**How to complete this task**
Can you extend the blog post on the 1890 Leeds Gas Riots, shown below, by continuing it from its final sentence?

**Document passage**

Thursday, 14 January 2016

Leeds Gas Riots


This photograph was taken for Leeds Museums and Galleries and is licensed under Creative Commons BY NC SA
This anonymous drawing is titled the “Leeds Gas Riots” and shows events around New Wortley Railway Bridge, Wellington Road, in July 1890.

This eruption of violence came in the wake of a bitter Gasworkers’ strike which started in June 1890. The Gas Committee of Leeds Corporation wanted to save rate-payers money by enforcing a reduction in the working hours of coke stokers during the summer months (when demand for gas was less) and a strike was inevitable.   The council tried to break the strike by bringing in expensive blackleg labour from Manchester and London, but this served to rally other trade unionists, led by Tom Maguire, to support the strikers and to physically prevent blackleg workers from entering the gasworks.  The Gas Committee called in armed Dragoons from York and riots broke out on 1st July.
Sword (about 1850) used by Leeds Police during the Gas Riots 1890
This photograph was taken by Norman Taylor for Leeds Museums and Galleries
and is licensed under Creative Commons BY NC SA

Violence broke out as the imported workers were escorted by Dragoons and police from the city centre to the gas works (south of the river).  At the railway arch in Wellington Road several thousand angry workers hurled missiles (including boulders, timber, iron pipes and bottles) from the bridge and railway embankment.

**Data extract**
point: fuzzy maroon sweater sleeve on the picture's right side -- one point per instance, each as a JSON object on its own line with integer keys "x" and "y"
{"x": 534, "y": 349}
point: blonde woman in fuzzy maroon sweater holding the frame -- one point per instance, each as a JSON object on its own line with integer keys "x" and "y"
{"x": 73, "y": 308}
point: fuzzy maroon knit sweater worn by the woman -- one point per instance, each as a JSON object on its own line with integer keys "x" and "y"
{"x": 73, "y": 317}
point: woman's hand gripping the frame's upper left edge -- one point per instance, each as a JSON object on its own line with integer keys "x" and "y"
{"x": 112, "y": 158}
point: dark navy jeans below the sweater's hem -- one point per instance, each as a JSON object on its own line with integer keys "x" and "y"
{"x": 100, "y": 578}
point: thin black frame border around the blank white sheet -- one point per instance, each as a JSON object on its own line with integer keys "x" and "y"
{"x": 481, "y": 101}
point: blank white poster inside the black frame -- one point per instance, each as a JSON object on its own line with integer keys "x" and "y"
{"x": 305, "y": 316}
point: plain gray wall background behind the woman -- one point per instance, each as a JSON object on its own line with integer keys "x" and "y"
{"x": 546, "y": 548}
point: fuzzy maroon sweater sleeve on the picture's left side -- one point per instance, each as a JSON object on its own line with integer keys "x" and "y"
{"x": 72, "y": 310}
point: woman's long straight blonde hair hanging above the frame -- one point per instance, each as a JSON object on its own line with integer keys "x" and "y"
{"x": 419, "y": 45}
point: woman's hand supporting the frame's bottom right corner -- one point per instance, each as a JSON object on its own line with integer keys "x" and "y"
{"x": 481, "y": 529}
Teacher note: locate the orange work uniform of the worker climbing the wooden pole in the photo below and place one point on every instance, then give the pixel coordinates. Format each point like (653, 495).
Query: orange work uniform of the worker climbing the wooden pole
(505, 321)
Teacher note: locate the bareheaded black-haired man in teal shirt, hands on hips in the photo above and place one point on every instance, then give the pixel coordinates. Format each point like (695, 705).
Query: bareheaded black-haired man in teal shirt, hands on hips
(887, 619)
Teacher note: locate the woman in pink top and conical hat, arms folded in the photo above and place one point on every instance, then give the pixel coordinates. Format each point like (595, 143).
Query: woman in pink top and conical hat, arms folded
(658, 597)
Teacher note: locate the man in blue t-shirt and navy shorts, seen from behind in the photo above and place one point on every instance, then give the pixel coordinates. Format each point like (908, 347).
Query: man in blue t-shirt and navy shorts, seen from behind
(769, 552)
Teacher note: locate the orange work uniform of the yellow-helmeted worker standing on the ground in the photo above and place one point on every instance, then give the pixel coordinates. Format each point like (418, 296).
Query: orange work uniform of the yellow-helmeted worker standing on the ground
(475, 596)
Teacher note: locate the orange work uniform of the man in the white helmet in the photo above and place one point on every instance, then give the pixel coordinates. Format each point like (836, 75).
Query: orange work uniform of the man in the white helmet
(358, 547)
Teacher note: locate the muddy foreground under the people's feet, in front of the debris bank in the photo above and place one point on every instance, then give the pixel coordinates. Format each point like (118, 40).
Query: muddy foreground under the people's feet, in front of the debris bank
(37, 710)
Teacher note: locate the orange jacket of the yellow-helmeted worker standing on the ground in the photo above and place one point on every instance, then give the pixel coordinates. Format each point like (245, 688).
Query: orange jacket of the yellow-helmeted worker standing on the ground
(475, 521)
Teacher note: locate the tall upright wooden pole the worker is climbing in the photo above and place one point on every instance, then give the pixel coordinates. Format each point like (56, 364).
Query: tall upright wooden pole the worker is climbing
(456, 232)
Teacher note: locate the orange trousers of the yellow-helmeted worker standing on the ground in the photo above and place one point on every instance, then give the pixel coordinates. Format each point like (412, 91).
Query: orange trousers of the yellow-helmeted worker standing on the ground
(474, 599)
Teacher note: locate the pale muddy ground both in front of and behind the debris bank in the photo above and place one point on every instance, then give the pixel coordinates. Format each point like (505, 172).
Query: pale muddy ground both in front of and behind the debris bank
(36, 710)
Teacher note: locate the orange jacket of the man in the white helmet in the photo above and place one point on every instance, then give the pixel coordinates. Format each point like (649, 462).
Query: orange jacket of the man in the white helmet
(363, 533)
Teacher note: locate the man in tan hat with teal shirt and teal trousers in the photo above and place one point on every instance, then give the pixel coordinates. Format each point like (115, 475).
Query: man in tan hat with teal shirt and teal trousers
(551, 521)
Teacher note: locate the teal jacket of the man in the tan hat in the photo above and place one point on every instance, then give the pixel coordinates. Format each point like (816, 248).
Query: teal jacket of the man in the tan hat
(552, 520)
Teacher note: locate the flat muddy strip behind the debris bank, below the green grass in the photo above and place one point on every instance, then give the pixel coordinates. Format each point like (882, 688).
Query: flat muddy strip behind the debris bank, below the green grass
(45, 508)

**Written response**
The drawing features in the 2016 exhibition “Crime and Punishment” at Abbey House Museum, and there turns out to be a direct connection to Abbey House. Among those injured was Thomas R. Harding, a magistrate and owner of Tower Works in Holbeck, whose son had just moved into Abbey House.  In his autobiography Colonel Thomas Walter Harding recalled that his first night at Abbey House coincided with the gas riots and that early next morning he was called to the scene.  He was vice-president of the Leeds Chamber of Commerce and so was appointed as mediator for the dispute.  Factory owners were beginning to put pressure on the council to restore a normal gas supply as soon as possible.  The strike was resolved in favour of the striking gas workers and the victory was regarded as Tom Maguire’s finest hour but Harding must also take some of the credit for the peaceful resolution.   His actions help explain his popularity with both employers and workers and helped his election as a city councillor for Headingley and subsequent election as Lord Mayor in 1898.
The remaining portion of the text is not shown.